» **TASK INSTRUCTIONS**:
1. According to the infected blood article, what interim payments has the government made?
2. Decide whether each statement agrees with the infected blood article, and quote the deciding words: (a) The public inquiry is chaired by a retired judge. (b) Around 30,000 patients died after being infected through contaminated blood products. (c) The inquiry's final compensation recommendations were submitted in April 2023.

** DOCUMENT TEXT follows **

Infected blood victims step up compensation battle

infected-blood-victims-step-up-compensation-battle
Infected blood victims step up compensation battle

Campaigners have urged the UK Government to reveal a compensation scheme for victims of the contaminated blood scandal in next week’s Budget. A group of protesters staged a demonstration in Westminster this week to demand urgent compensation for those affected by the scandal. The Infected Blood Inquiry submitted its final recommendations for compensation payments in April 2023.

Labour MP Dame Diana Johnson noted during Prime Minister’s Questions that nearly 80 victims of the scandal died in the nearly 11 months since. She challenged Rishi Sunak, UK Chancellor of the Exchequer, to explain to the protesters outside why ministers had failed to implement any of the inquiry’s compensation recommendations.

The government has made interim payments of £100,000 each to about 4,000 victims and some bereaved partners. However, they have argued that they cannot make a final decision on further payouts, which potentially could reach billions, until they have seen the inquiry’s final findings. The public inquiry, chaired by retired judge Sir Brian Langstaff, is due to publish its final report in May.

Around 30,000 National Health Service patients are thought to have been infected with HIV and hepatitis C through contaminated blood products in the 1970s and 1980s, with more than 3,000 dying. Sir Brian Langstaff called for a final compensation structure to be arranged by the end of 2023, including compensating the parents and children of those infected, acknowledging deaths that have so far gone unrecognised.

Victims and campaigners have accused the government of procrastinating over compensation, with the Prime Minister subjected to heckling when he appeared before the inquiry last year, promising that compensation would be paid “as swiftly as possible.” The government has accepted “the moral case for compensation.

** End of DOCUMENT TEXT **
** DATA SHOWN follows **

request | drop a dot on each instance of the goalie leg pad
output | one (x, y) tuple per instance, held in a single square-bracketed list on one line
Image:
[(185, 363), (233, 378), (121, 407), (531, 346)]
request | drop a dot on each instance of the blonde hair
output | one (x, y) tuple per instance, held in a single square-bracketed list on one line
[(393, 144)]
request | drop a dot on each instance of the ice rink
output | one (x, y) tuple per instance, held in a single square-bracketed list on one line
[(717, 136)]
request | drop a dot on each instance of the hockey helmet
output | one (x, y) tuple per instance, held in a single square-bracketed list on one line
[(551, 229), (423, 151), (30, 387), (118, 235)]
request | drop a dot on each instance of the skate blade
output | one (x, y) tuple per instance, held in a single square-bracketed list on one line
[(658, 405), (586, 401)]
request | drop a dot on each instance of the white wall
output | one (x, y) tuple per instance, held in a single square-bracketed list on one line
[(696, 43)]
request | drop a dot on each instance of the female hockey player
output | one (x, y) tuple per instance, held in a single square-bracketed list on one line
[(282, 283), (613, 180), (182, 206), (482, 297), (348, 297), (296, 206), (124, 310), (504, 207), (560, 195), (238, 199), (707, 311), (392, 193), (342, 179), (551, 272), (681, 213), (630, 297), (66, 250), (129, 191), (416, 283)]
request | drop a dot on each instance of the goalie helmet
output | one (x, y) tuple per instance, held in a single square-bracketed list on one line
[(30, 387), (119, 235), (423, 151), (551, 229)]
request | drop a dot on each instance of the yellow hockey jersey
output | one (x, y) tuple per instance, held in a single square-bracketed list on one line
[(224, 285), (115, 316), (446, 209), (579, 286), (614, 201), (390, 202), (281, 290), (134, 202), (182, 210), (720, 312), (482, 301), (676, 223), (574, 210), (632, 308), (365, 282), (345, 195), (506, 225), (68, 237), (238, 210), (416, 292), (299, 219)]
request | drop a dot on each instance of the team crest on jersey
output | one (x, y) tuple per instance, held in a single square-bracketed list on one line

** End of DATA SHOWN **

» **TASK RESULTS**:
1. Interim payments of £100,000 each to about 4,000 victims and some bereaved partners.

2.
(a) Yes: "chaired by retired judge Sir Brian Langstaff"
(b) No: "Around 30,000 National Health Service patients are thought to have been infected with HIV and hepatitis C through contaminated blood products in the 1970s and 1980s, with more than 3,000 dying."
(c) Yes: "The Infected Blood Inquiry submitted its final recommendations for compensation payments in April 2023."